REQUIREMENT — Please reproduce the data exactly, though every picture must stay out.

PROVIDED DATA —
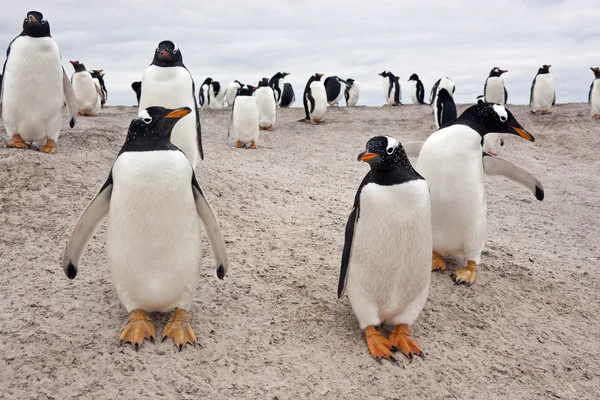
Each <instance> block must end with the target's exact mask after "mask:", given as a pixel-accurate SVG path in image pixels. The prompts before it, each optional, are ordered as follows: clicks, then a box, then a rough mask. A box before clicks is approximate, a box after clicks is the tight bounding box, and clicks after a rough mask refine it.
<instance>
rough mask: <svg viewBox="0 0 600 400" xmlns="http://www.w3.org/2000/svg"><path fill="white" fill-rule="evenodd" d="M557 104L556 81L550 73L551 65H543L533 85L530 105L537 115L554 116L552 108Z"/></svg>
mask: <svg viewBox="0 0 600 400" xmlns="http://www.w3.org/2000/svg"><path fill="white" fill-rule="evenodd" d="M555 103H556V92H555V90H554V79H553V78H552V74H551V73H550V65H543V66H542V67H541V68H540V69H538V73H537V75H536V76H535V78H534V79H533V83H532V84H531V96H530V97H529V105H530V106H531V110H532V111H533V112H534V113H535V115H540V113H541V114H552V112H550V108H552V106H553V105H554V104H555Z"/></svg>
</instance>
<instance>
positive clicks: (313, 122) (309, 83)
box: [300, 74, 327, 125]
mask: <svg viewBox="0 0 600 400" xmlns="http://www.w3.org/2000/svg"><path fill="white" fill-rule="evenodd" d="M322 77H323V74H314V75H313V76H311V77H310V78H309V79H308V82H307V83H306V87H305V88H304V95H303V96H302V101H303V102H304V113H305V114H306V118H305V119H303V120H300V121H310V123H311V124H313V125H317V124H319V123H321V122H323V121H324V118H325V112H327V93H326V92H325V86H324V85H323V82H321V78H322Z"/></svg>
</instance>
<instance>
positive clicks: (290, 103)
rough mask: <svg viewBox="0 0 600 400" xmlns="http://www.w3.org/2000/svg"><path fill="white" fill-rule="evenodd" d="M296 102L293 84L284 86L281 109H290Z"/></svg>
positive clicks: (284, 83)
mask: <svg viewBox="0 0 600 400" xmlns="http://www.w3.org/2000/svg"><path fill="white" fill-rule="evenodd" d="M295 101H296V95H295V94H294V88H293V87H292V84H291V83H284V84H283V93H282V94H281V102H280V103H279V106H280V107H285V108H289V107H291V106H292V105H293V104H294V102H295Z"/></svg>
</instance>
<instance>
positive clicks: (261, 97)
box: [254, 78, 277, 131]
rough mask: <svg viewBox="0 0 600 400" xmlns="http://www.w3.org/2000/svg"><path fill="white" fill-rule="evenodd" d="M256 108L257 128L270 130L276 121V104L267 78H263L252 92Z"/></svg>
mask: <svg viewBox="0 0 600 400" xmlns="http://www.w3.org/2000/svg"><path fill="white" fill-rule="evenodd" d="M254 98H255V99H256V108H257V109H258V129H259V130H261V131H262V130H264V129H266V130H268V131H272V130H273V127H274V126H275V121H277V104H275V94H274V93H273V89H271V87H270V86H269V78H263V79H262V81H260V82H259V83H258V89H257V90H256V91H255V92H254Z"/></svg>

FINAL ANSWER —
Each <instance> block must end with the target's exact mask after "mask:", given as a pixel-accurate SVG path in image pixels. The prompts before it, each optional, are ordered as follows: clicks, then a box, then a rough mask. A box before clicks is approximate, a box after clicks is the tight bounding box, and clicks after a rough mask refine it.
<instance>
rough mask: <svg viewBox="0 0 600 400" xmlns="http://www.w3.org/2000/svg"><path fill="white" fill-rule="evenodd" d="M557 104L556 81L550 73L551 65H543L533 85L530 105L537 115L554 116L552 108Z"/></svg>
mask: <svg viewBox="0 0 600 400" xmlns="http://www.w3.org/2000/svg"><path fill="white" fill-rule="evenodd" d="M555 103H556V92H555V90H554V79H553V78H552V74H551V73H550V65H543V66H542V67H541V68H540V69H538V73H537V75H536V76H535V78H534V79H533V83H532V84H531V96H530V97H529V105H530V106H531V110H532V111H533V112H534V113H535V115H540V113H541V114H552V112H550V108H552V106H553V105H554V104H555Z"/></svg>
</instance>
<instance>
positive clicks: (313, 122) (309, 83)
box: [300, 74, 327, 125]
mask: <svg viewBox="0 0 600 400" xmlns="http://www.w3.org/2000/svg"><path fill="white" fill-rule="evenodd" d="M322 77H323V74H314V75H313V76H311V77H310V78H309V79H308V82H307V83H306V87H305V88H304V95H303V96H302V101H303V102H304V113H305V114H306V118H305V119H303V120H300V121H310V123H311V124H313V125H317V124H319V123H321V122H323V121H324V118H325V112H327V93H326V92H325V86H324V85H323V82H321V78H322Z"/></svg>
</instance>
<instance>
positive clicks: (290, 103)
rough mask: <svg viewBox="0 0 600 400" xmlns="http://www.w3.org/2000/svg"><path fill="white" fill-rule="evenodd" d="M296 102L293 84L284 86L281 109H290Z"/></svg>
positive clicks: (284, 83)
mask: <svg viewBox="0 0 600 400" xmlns="http://www.w3.org/2000/svg"><path fill="white" fill-rule="evenodd" d="M295 101H296V95H295V94H294V88H293V87H292V84H291V83H284V84H283V93H282V94H281V102H280V103H279V106H280V107H285V108H289V107H291V106H292V105H293V104H294V102H295Z"/></svg>
</instance>
<instance>
positive clicks: (261, 97)
box: [254, 78, 277, 131]
rough mask: <svg viewBox="0 0 600 400" xmlns="http://www.w3.org/2000/svg"><path fill="white" fill-rule="evenodd" d="M256 108L257 128L270 130L276 121V104L267 78H263L252 92Z"/></svg>
mask: <svg viewBox="0 0 600 400" xmlns="http://www.w3.org/2000/svg"><path fill="white" fill-rule="evenodd" d="M254 98H255V99H256V108H257V109H258V129H259V130H261V131H262V130H264V129H266V130H268V131H272V130H273V127H274V126H275V121H277V104H275V94H274V93H273V89H271V87H270V86H269V78H263V79H262V81H260V82H259V83H258V89H257V90H256V91H255V92H254Z"/></svg>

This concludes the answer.